* _Exercise goal_:
Give back the records in full, with every line exactly as it was.

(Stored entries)
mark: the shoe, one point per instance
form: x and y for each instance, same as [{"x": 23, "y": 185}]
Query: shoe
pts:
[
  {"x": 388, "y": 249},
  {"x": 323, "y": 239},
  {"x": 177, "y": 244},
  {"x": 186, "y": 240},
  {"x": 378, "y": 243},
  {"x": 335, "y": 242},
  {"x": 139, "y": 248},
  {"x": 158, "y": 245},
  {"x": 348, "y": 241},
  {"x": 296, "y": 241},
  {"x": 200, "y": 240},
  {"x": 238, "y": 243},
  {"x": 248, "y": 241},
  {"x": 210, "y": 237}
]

* _Task response_:
mark: the shoe, one point per instance
form: x and y for each instance, same as [{"x": 23, "y": 185}]
Query: shoe
pts:
[
  {"x": 388, "y": 249},
  {"x": 323, "y": 239},
  {"x": 177, "y": 244},
  {"x": 186, "y": 240},
  {"x": 378, "y": 243},
  {"x": 335, "y": 242},
  {"x": 139, "y": 248},
  {"x": 158, "y": 245},
  {"x": 348, "y": 241},
  {"x": 296, "y": 241},
  {"x": 200, "y": 240},
  {"x": 238, "y": 243},
  {"x": 248, "y": 241},
  {"x": 210, "y": 237}
]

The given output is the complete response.